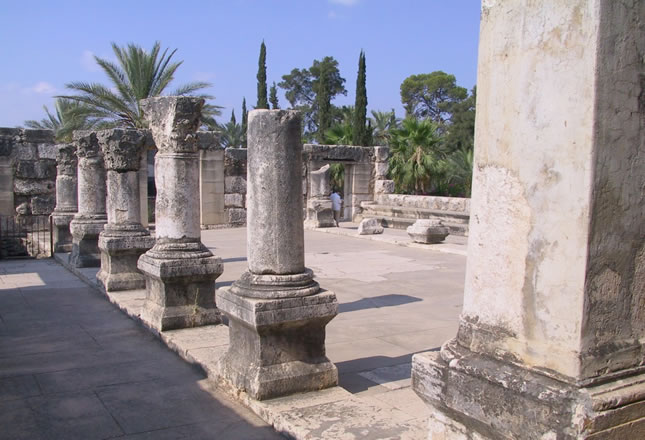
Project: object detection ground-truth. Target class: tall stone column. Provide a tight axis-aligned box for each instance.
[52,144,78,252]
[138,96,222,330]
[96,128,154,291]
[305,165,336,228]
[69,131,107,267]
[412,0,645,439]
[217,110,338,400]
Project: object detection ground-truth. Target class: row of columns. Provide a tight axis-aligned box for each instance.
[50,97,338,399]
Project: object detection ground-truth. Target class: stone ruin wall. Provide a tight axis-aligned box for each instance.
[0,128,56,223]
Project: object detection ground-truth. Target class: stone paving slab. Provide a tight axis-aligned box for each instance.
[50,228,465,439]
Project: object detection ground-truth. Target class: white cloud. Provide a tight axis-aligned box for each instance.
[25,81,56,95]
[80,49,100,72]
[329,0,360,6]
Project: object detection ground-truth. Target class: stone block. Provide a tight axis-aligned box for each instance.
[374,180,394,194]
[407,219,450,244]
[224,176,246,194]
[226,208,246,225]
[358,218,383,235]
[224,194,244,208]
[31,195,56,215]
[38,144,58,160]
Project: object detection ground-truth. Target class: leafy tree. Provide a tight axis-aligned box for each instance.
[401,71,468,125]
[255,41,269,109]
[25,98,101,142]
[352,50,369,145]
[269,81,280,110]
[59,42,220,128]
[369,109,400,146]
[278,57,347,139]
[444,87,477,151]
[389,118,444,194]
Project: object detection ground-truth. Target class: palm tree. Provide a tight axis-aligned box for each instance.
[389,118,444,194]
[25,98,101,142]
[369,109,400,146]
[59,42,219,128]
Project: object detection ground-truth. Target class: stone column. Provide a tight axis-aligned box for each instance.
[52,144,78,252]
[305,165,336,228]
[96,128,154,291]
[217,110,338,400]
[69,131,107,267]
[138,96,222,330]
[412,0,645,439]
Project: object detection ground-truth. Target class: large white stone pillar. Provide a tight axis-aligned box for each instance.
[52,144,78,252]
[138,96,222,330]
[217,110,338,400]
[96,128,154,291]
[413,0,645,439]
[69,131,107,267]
---
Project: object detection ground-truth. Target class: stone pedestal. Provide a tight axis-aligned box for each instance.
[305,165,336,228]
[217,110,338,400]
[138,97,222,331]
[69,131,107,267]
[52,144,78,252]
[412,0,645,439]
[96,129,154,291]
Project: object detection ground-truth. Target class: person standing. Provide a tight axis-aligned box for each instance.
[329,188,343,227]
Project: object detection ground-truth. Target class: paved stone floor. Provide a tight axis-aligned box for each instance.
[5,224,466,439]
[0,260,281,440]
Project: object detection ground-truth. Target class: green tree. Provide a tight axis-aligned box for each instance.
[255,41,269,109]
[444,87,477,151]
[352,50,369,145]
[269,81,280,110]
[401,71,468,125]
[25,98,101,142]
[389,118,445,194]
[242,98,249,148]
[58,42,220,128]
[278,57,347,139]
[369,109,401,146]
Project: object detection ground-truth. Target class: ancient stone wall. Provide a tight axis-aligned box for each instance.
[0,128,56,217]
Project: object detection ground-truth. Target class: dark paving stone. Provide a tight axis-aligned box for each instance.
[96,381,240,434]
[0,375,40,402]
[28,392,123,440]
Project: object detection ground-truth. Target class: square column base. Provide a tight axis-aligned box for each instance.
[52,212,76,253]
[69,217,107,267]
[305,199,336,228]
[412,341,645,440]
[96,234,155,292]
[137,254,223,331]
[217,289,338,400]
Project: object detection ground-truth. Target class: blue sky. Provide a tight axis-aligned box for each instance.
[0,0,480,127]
...
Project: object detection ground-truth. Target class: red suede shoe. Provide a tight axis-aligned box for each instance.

■ Problem to solve ■
Locate each line in the items above that contains the string "stone" and copy those lines. Case counts.

■ The output ■
Project: object detection ground-truth. Target class: tall stone column. Provide a tight axis-aligned box for each instance.
Project: object detection ground-truth. Target class: stone ruin wall. Provide a tight axis-aligned box for each instance.
Project: object detection ground-truth. Target class: stone paving slab. Provide a tight axis-aligned box for each instance.
Project: object detection ground-truth. Target class: stone block. Provide a tight axis-aligned box for each instance.
Project: object detection ground-truth. Target class: stone column. Provide a tight axis-aligned box for each instance.
Project: object detection ground-truth. Target class: large white stone pillar. Provide a tight axis-aligned box for each instance.
Project: object detection ground-truth. Target class: stone pedestal. Provide a tight axis-aligned box for each instance.
Project: object detection ground-truth. Target class: paved stone floor. Provide a tight axis-aligned box for each instance.
Project: object detection ground-truth. Target class: ancient stone wall. Provide a tight axis-aligned box for each instance.
Project: object detection ground-truth. Target class: dark paving stone. Provide a tight axis-aligned box for each instance.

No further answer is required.